__Problem__: Below are the entries. Set down exactly the line containing "Put a point on the grassy" and each line after it.

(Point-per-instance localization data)
········

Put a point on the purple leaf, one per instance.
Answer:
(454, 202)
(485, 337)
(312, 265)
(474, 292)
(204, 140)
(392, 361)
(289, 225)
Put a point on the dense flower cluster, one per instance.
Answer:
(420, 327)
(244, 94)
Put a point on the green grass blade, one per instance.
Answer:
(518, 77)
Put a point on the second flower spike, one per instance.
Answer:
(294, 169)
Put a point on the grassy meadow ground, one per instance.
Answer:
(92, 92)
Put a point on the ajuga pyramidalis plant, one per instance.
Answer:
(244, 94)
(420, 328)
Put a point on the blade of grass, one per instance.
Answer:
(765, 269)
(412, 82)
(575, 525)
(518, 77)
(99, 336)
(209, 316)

········

__Solution__:
Put a point on the grassy meadow ground, one per instance.
Answer:
(92, 92)
Put a point on the ajuga pyramidalis plant, one per instance.
Answer:
(244, 94)
(420, 328)
Put a point on the blade of grass, one per instance.
Answer:
(765, 269)
(412, 82)
(575, 525)
(518, 77)
(99, 336)
(209, 316)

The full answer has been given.